### [Your goal]
Check every line of the entries that follow, and copy the ones containing "camouflage".

### [Task inputs]
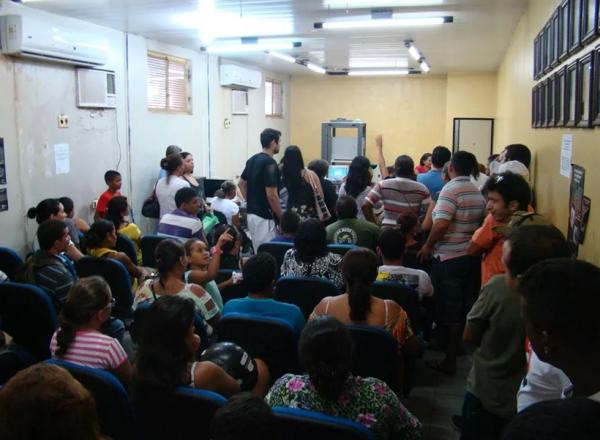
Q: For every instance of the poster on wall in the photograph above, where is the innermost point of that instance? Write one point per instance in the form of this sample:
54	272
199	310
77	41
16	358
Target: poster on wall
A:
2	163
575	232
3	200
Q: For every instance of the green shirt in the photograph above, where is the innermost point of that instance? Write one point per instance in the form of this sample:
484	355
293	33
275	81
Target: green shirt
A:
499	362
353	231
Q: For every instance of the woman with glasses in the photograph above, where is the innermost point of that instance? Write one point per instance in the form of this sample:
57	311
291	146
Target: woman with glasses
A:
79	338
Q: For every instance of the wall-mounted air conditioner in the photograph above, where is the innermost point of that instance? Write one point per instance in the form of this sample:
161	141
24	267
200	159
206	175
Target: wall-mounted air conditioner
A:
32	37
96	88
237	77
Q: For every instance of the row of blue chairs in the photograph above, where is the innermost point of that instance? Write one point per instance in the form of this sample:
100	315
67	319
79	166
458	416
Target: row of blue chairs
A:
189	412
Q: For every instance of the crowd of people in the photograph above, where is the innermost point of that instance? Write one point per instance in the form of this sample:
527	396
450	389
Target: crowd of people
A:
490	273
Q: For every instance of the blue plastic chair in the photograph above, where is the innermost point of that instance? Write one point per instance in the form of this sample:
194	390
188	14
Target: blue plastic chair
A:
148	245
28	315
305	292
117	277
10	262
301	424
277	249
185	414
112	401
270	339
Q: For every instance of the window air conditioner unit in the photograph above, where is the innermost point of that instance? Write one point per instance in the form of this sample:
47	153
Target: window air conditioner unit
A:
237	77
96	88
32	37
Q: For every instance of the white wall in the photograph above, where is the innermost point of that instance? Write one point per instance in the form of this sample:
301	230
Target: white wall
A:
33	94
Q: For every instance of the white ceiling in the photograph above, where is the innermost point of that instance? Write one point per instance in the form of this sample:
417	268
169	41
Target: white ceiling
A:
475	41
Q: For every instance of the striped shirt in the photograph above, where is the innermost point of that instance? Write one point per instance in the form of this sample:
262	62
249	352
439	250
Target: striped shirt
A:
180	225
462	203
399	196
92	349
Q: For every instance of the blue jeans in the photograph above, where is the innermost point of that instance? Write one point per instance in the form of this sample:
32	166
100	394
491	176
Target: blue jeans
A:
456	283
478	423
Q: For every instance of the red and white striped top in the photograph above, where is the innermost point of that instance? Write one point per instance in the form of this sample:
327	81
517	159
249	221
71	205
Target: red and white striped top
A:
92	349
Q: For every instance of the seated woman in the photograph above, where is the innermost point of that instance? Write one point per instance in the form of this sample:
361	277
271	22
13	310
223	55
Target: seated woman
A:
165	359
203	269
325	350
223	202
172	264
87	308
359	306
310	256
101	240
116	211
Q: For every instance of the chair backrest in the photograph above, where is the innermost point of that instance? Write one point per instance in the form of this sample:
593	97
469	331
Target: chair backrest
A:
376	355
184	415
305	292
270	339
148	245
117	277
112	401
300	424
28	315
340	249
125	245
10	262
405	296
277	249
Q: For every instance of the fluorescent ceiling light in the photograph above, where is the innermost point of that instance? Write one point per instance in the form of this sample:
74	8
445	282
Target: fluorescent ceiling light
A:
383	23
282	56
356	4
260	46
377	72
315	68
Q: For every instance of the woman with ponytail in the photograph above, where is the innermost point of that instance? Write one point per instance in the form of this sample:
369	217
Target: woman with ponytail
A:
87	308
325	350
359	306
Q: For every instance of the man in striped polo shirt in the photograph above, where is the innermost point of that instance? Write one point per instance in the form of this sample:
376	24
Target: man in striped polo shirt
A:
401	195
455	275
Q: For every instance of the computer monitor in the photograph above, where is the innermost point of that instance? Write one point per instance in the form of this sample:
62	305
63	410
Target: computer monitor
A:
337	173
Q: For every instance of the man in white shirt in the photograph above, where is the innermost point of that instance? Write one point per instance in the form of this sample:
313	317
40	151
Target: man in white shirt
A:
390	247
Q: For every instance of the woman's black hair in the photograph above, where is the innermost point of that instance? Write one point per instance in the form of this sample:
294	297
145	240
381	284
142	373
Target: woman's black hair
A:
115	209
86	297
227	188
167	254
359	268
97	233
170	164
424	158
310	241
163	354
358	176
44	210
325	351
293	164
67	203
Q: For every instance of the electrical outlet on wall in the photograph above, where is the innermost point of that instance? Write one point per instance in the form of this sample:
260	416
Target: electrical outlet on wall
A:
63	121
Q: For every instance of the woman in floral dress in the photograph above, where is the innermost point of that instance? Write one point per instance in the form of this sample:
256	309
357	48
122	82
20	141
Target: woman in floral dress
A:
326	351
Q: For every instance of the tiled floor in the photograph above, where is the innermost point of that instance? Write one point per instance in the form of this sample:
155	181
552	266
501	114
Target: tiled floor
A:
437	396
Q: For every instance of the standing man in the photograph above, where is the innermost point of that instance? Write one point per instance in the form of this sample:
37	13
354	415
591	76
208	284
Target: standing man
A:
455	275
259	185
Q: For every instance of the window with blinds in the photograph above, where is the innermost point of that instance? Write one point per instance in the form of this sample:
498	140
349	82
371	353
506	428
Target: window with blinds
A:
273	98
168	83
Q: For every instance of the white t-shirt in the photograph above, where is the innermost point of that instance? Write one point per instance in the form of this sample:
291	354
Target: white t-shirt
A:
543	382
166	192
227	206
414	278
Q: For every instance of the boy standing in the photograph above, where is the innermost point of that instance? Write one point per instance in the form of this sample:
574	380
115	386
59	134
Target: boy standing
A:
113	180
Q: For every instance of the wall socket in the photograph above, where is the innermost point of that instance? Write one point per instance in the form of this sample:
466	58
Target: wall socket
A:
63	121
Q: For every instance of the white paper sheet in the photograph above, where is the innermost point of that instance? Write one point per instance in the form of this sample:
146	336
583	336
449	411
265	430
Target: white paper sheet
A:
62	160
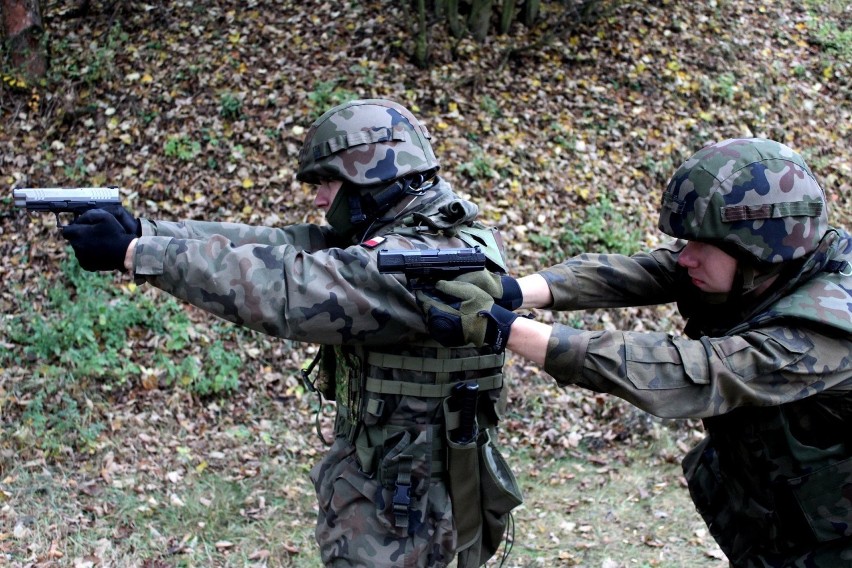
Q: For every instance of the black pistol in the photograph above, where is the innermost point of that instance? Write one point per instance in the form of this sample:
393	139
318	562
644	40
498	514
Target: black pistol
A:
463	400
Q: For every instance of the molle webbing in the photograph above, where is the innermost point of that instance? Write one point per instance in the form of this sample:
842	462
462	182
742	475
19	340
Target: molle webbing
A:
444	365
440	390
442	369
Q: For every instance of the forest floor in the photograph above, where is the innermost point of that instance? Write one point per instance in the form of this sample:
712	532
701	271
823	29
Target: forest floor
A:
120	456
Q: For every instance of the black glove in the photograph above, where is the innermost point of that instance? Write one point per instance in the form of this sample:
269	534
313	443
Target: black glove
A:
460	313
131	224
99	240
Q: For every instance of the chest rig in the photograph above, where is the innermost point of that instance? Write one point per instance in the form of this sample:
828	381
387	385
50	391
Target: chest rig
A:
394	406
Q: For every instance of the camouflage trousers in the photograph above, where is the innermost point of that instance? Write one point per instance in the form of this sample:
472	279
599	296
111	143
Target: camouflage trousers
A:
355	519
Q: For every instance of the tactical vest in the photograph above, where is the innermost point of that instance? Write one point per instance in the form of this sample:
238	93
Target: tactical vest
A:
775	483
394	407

### [Solved exercise]
Q: For every instance of the camouflage trousers in the photograph above, where is the innermost point of that instance? Write one point per instance in the form of this sample:
Target: camouflage trousers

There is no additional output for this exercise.